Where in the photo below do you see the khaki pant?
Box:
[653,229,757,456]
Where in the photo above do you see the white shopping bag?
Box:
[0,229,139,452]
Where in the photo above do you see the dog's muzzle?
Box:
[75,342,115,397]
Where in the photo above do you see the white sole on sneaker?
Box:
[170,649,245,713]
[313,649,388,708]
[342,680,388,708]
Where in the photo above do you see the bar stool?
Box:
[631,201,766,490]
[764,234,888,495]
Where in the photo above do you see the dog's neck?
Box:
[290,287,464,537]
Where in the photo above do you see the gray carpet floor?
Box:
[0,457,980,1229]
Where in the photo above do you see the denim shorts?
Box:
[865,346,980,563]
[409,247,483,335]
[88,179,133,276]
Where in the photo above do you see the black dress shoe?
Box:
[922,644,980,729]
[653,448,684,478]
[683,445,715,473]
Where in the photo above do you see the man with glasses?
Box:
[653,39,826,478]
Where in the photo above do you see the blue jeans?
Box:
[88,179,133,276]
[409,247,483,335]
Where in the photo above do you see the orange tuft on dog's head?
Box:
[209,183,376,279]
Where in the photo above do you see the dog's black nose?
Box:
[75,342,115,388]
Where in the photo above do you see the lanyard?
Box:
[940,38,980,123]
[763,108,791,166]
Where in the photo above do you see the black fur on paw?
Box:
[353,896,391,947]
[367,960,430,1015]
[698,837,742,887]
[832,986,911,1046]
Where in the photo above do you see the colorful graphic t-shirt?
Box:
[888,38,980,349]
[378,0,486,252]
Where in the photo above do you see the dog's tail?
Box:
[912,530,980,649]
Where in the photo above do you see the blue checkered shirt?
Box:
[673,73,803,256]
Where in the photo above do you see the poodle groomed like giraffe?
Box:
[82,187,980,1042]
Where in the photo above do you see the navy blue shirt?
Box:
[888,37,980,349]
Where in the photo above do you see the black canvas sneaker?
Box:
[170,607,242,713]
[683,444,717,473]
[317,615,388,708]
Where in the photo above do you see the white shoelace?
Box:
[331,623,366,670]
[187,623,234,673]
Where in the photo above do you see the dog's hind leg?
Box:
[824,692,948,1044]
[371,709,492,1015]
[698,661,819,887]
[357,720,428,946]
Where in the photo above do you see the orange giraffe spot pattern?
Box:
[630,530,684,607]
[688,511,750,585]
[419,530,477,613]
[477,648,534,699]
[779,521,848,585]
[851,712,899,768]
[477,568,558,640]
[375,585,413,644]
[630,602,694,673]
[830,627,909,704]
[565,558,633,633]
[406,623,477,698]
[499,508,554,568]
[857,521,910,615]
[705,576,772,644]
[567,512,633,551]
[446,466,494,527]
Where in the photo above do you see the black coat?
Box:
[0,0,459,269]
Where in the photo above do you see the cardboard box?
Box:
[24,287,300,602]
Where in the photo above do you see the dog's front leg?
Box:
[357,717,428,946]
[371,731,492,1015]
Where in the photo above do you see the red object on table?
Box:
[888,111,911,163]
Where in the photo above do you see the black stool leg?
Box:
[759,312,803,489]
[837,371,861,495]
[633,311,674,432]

▶ **What you should do**
Reproduce the complete set of lines precisely as supplied.

▶ **Solution to the problem**
Where in the photo below do you see the khaki pant?
Box:
[653,229,757,456]
Where in the photo above do you see the white shopping bag?
Box:
[0,229,139,452]
Where in the photo above do you see the dog's muzzle?
Box:
[75,342,115,397]
Where in the photo above do you see the white sole on sneaker?
Box:
[170,649,245,713]
[313,649,388,708]
[342,680,388,708]
Where in the photo above do you see the bar stool?
Box:
[631,201,766,490]
[764,234,888,495]
Where in the photo above do you see the dog's neck?
Box:
[290,287,464,537]
Where in the photo above do you see the gray carpet floor?
Box:
[0,457,980,1229]
Where in the photo above do you see the denim shorts?
Box:
[865,346,980,563]
[409,247,483,335]
[88,179,133,276]
Where in the photo above do you see the black dress shoe?
Box:
[922,644,980,729]
[653,448,684,478]
[683,445,715,473]
Where in the photo above do you see the man with glasses?
Box:
[653,39,826,478]
Where in the photo above do you see the blue jeans?
Box:
[88,179,133,276]
[409,247,483,335]
Where in the photo above do you see the orange tuft on dog's head?
Box:
[209,183,376,279]
Where in the photo above do you see the dog's black nose?
Box:
[75,342,115,388]
Where in the photo above do you see the lanyard?
Box:
[940,38,980,123]
[763,108,791,166]
Where in the photo above do you see the black fur on paw?
Box:
[353,896,391,947]
[367,960,430,1015]
[698,837,742,887]
[832,986,911,1046]
Where in the photo above do you see the colorful graphic t-shirt?
Box:
[888,38,980,349]
[378,0,486,252]
Where in the photo above do you see the dog's tail?
Box:
[912,530,980,649]
Where in the photo above do you see the blue checkered shirt?
Box:
[673,73,803,256]
Where in the photo above do you see the poodle groomed like giraffe?
Box:
[82,187,980,1042]
Where in the photo above do you see the navy blue shirt?
Box:
[888,37,980,349]
Where in the photo above do you see the black canvas sneaker?
Box:
[170,607,242,713]
[683,444,717,473]
[317,615,388,708]
Where in the photo above do you see the white shoelace?
Box:
[331,623,366,670]
[187,623,234,673]
Where in the photo above do you see the dog's hind leg?
Box:
[824,692,948,1044]
[371,709,492,1015]
[698,661,819,887]
[357,720,428,946]
Where in the photo above do you see the orange giraffe spot pattern?
Box:
[630,530,684,607]
[688,511,750,585]
[419,530,477,613]
[477,648,534,699]
[779,521,848,585]
[851,712,899,768]
[477,568,558,640]
[375,585,413,644]
[630,602,694,673]
[830,627,909,704]
[565,558,633,633]
[406,623,477,698]
[499,508,554,568]
[857,521,910,615]
[705,576,772,644]
[567,512,633,551]
[446,466,494,527]
Where in the photo above do you see the black coat?
Box:
[0,0,459,269]
Where in the photo above do you see the cardboard box?
Box:
[24,287,300,602]
Where in the photo above do you see the dog's front leg?
Box:
[357,717,428,946]
[371,731,492,1015]
Where in the photo above do you see the red object on table?
Box:
[888,111,911,163]
Where in the photo above do you see the black stool leg?
Box:
[759,312,803,489]
[837,371,861,495]
[633,311,674,432]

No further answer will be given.